Problem requirements: Convert every line of the items below into a Markdown table with two columns, No. and Text. Number the rows, skip blank lines, and omit the pictures.

Listed records:
--- START ---

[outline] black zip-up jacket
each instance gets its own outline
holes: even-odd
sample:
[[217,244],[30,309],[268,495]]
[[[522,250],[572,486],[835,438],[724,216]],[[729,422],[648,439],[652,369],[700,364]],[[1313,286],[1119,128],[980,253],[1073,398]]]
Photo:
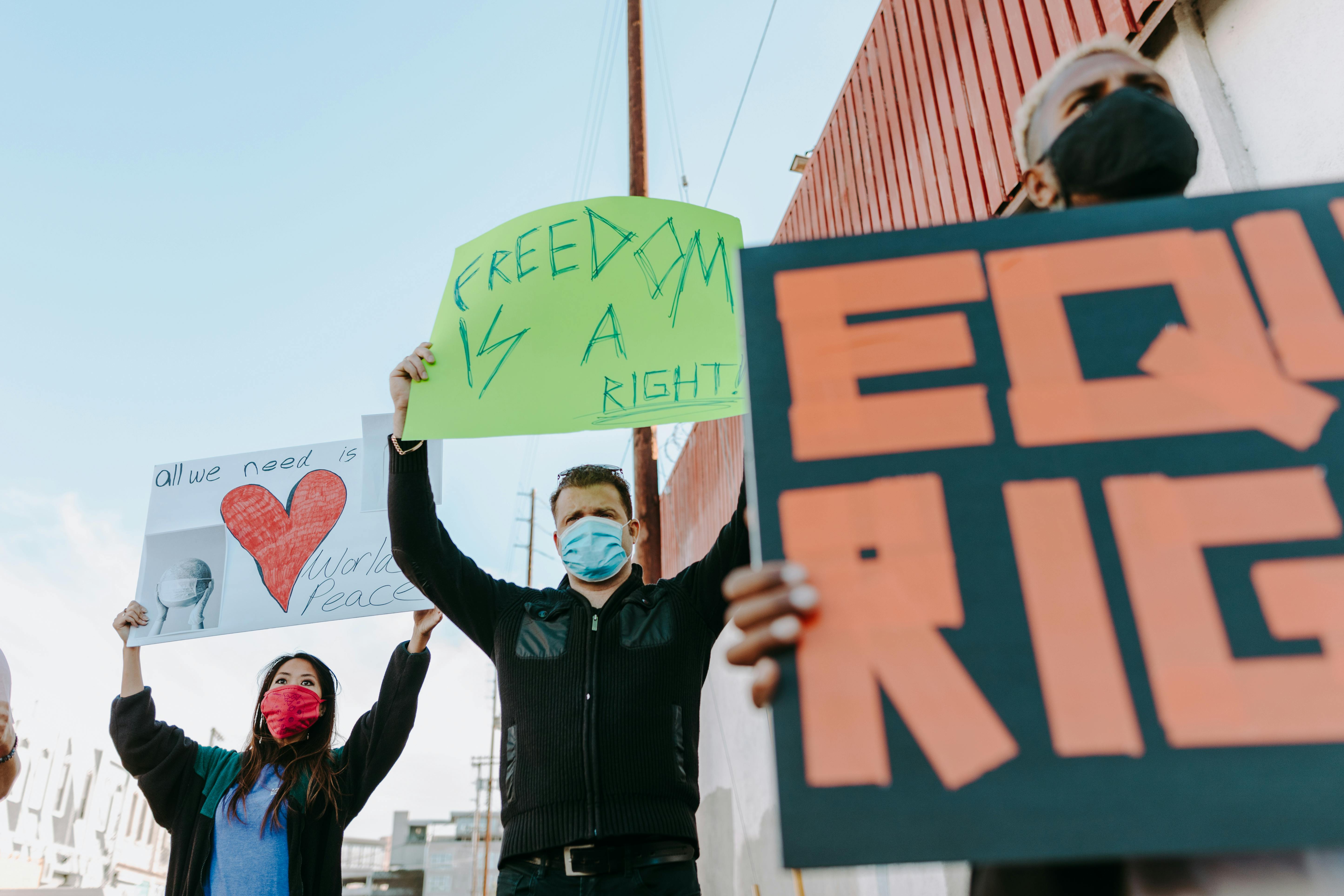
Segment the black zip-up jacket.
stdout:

--- END ---

Correct output:
| No. | Text |
|---|---|
| 1 | [outline] black zip-up jacket |
| 2 | each instance gets its own outline |
| 3 | holes: even-odd |
| 4 | sample: |
| 5 | [[217,244],[30,309],[268,495]] |
| 6 | [[[522,250],[572,486],[835,438],[724,216]],[[729,422],[648,439],[652,369],[700,364]],[[1313,286],[1119,128],[980,253],[1073,398]]] |
| 7 | Photo: |
| 8 | Segment the black zip-up jacket. |
| 9 | stdout: |